AIM OF THE TASK -> Reproduce exactly the lines from the one containing "large tree trunk." through the last line of the data, both ends included.

===== DATA ROWS

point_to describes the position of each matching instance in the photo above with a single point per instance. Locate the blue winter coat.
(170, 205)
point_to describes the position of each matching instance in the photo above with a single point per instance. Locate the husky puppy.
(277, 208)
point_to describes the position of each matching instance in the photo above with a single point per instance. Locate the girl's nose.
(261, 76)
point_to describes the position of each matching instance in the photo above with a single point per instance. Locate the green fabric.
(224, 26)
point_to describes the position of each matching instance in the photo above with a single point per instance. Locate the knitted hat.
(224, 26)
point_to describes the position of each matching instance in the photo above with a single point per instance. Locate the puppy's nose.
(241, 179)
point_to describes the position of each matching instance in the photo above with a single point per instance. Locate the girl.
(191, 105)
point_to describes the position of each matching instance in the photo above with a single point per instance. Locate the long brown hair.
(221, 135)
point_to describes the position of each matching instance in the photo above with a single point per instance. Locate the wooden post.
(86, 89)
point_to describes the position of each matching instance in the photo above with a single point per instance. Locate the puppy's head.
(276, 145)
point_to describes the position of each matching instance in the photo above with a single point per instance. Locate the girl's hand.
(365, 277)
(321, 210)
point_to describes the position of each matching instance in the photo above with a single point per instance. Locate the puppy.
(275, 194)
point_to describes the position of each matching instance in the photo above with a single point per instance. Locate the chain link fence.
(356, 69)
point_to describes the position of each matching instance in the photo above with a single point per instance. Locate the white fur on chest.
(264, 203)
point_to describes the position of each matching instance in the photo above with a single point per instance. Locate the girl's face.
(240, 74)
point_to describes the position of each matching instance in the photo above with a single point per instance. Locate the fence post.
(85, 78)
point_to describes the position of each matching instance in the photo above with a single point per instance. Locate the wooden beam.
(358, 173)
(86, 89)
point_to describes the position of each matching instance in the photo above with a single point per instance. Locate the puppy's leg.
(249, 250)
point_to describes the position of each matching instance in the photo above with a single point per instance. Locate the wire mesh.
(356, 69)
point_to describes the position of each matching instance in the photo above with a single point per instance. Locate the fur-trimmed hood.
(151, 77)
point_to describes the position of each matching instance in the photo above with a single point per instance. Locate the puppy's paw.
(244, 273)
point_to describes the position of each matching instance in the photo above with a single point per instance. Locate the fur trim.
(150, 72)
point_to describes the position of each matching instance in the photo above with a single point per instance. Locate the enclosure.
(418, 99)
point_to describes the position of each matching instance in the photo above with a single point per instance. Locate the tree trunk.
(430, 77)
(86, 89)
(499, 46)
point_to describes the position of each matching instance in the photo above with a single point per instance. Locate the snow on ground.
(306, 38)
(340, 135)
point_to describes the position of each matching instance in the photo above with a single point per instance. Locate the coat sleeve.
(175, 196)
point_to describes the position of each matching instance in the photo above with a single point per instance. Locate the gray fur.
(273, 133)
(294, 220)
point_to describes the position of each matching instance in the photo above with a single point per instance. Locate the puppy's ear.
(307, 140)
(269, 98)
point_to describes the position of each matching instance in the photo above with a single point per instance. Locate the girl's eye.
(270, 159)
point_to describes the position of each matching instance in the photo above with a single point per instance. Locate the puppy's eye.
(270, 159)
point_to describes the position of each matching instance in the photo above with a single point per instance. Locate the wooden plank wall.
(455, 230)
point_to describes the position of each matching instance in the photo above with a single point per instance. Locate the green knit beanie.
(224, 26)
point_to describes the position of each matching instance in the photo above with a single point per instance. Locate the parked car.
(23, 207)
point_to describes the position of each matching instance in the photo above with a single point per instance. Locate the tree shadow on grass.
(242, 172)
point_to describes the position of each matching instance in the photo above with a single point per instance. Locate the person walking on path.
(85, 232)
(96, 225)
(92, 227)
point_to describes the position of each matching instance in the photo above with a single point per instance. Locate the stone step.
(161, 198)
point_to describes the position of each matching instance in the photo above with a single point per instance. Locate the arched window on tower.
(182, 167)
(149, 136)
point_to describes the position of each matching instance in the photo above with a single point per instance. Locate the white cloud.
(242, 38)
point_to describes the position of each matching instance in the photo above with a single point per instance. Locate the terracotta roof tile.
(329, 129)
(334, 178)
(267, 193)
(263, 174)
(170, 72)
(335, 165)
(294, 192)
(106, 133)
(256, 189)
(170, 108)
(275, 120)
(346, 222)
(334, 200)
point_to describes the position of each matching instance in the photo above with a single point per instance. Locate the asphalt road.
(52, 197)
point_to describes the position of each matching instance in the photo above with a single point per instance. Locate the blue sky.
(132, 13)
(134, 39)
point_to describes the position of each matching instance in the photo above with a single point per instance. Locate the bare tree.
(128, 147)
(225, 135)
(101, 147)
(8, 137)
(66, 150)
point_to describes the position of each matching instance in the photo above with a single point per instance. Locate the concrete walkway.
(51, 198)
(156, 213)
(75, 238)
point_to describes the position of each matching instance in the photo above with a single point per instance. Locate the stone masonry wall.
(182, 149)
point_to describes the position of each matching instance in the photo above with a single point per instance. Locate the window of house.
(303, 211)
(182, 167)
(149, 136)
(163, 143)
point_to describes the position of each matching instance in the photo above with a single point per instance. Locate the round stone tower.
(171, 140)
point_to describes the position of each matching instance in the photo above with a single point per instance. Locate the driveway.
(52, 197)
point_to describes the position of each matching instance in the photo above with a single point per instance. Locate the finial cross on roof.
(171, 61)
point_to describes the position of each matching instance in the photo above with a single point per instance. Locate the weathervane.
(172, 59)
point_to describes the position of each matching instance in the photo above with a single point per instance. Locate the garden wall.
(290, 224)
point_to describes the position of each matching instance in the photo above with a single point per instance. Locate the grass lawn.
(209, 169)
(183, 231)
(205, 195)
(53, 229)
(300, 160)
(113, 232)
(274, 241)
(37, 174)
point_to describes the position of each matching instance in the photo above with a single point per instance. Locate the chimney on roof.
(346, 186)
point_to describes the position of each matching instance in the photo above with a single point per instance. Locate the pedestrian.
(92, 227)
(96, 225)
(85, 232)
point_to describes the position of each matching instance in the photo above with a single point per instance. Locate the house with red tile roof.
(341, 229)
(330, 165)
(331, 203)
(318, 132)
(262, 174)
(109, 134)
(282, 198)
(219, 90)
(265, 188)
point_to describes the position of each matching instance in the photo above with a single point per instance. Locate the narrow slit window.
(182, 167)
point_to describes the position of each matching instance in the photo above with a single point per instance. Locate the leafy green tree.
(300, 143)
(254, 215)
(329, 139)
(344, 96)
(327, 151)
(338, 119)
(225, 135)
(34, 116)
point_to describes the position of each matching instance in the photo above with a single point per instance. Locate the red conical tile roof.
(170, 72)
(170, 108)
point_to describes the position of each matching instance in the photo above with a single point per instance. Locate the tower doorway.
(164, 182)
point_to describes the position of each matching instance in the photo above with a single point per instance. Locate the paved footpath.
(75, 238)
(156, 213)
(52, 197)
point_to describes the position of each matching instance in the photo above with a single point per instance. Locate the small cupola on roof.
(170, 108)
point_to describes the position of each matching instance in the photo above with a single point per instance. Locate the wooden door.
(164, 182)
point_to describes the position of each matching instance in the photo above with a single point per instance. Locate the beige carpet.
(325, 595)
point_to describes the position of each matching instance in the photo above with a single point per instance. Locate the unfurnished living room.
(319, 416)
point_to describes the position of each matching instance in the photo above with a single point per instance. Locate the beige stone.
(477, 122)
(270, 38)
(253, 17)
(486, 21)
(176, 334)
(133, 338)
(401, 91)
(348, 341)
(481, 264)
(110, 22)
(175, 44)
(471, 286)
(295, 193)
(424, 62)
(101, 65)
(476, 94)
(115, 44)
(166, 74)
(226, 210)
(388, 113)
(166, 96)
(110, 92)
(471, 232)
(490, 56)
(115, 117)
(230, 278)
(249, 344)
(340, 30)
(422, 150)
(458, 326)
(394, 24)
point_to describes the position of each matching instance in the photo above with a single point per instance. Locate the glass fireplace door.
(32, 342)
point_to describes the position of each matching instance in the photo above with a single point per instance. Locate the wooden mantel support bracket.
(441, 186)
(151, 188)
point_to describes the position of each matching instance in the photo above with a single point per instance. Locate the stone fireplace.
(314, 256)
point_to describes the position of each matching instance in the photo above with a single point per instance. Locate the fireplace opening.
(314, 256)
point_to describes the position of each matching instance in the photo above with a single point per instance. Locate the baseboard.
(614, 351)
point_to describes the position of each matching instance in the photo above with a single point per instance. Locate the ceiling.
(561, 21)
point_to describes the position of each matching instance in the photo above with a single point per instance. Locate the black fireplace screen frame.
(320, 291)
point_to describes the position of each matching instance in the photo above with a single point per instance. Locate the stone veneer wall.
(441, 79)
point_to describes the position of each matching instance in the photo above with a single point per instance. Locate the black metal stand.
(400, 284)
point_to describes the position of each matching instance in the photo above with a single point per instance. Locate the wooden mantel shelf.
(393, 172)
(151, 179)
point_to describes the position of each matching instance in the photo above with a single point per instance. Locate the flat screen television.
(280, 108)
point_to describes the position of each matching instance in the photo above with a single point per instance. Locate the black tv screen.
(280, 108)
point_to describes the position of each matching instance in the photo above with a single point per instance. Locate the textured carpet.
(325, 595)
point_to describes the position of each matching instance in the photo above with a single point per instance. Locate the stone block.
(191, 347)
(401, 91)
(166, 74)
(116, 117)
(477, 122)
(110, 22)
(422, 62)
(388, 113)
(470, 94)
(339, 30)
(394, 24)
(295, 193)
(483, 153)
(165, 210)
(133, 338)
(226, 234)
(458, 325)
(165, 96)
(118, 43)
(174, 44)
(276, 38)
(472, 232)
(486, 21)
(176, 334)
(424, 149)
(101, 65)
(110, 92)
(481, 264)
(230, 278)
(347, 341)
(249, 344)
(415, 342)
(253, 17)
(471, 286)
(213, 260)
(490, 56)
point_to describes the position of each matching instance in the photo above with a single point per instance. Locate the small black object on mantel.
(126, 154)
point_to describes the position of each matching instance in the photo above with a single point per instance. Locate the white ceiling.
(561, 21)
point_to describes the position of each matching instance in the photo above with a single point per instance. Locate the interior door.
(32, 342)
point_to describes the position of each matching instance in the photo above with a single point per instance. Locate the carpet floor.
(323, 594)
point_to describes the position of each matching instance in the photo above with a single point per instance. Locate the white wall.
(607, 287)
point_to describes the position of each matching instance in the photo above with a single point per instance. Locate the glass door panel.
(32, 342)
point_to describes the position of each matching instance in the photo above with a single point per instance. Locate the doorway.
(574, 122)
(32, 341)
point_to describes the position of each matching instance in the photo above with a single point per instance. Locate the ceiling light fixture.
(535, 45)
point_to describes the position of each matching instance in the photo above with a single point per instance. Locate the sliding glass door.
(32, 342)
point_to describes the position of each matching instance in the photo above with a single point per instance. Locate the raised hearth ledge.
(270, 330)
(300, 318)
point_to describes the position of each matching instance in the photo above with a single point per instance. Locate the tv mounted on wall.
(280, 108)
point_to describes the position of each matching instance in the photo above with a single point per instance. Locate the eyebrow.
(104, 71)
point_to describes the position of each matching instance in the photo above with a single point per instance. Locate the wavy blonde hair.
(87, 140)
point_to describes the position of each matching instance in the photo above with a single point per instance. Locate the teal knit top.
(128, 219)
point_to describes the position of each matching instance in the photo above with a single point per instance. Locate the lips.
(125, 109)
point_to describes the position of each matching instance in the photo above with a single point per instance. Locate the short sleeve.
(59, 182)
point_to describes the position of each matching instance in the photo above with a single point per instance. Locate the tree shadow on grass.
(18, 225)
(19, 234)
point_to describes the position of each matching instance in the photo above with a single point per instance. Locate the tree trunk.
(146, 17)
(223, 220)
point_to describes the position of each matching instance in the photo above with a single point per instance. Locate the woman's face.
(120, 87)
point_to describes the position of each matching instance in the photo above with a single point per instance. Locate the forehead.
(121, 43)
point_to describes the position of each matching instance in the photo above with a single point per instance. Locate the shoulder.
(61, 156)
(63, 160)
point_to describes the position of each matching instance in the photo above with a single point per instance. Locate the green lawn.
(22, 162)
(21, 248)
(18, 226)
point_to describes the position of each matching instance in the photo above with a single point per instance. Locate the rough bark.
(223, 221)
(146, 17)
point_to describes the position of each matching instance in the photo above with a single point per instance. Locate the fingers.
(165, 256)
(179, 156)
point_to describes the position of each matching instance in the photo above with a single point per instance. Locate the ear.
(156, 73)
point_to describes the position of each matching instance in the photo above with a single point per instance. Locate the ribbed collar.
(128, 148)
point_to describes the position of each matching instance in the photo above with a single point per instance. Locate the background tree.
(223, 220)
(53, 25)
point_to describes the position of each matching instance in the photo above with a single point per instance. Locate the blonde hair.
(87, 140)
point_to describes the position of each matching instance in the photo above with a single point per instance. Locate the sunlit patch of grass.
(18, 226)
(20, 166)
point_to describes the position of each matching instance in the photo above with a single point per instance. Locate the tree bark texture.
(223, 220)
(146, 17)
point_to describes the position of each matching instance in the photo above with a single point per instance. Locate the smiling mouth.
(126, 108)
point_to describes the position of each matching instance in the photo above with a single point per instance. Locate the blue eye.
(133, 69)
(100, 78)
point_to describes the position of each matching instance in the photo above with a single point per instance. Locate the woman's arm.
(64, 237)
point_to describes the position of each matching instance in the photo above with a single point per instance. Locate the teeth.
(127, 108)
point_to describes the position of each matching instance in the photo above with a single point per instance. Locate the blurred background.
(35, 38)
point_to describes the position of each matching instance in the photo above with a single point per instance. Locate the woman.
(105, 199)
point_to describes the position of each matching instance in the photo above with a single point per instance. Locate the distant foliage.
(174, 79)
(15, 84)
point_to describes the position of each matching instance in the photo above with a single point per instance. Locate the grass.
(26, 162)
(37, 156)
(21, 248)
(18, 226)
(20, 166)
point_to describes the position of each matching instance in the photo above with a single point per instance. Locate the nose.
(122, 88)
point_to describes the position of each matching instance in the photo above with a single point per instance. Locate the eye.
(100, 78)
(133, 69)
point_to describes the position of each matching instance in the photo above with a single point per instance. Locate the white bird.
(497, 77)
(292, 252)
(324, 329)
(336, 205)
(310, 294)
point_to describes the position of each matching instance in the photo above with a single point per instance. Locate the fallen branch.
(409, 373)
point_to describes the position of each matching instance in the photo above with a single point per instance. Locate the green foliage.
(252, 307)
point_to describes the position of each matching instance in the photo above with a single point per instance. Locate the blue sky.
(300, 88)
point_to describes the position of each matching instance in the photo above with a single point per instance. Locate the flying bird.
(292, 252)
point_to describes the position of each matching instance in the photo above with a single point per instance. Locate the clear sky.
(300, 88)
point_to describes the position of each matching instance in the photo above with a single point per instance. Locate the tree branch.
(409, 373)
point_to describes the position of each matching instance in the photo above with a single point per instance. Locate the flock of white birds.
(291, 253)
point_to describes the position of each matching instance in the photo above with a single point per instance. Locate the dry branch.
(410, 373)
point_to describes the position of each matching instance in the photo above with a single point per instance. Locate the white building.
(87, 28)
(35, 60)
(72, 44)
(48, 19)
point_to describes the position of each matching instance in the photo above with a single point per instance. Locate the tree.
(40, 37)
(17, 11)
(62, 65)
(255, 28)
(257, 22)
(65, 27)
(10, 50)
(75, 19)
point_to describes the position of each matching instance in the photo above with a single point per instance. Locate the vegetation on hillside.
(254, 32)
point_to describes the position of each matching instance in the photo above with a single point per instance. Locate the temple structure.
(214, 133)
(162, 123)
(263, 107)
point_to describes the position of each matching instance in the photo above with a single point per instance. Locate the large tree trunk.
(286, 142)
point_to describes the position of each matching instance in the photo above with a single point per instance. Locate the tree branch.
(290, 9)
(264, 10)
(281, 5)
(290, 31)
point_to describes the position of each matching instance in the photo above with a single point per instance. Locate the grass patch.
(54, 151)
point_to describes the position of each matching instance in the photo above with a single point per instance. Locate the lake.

==========

SOLUTION FOR THIS EXERCISE ->
point_to describes the position of each matching instance in the photo above with a single point per instance. Locate the large tree trunk.
(286, 142)
point_to describes the position of each matching instance in the photo above with a single point per instance. Locate the tree branch.
(290, 9)
(264, 10)
(281, 5)
(290, 31)
point_to describes the position of each matching instance in the photo above with a single point per instance. Locate the grass patch.
(54, 151)
point_to describes the position of each matching instance in the photo above with a single point per instance. Locate the lake.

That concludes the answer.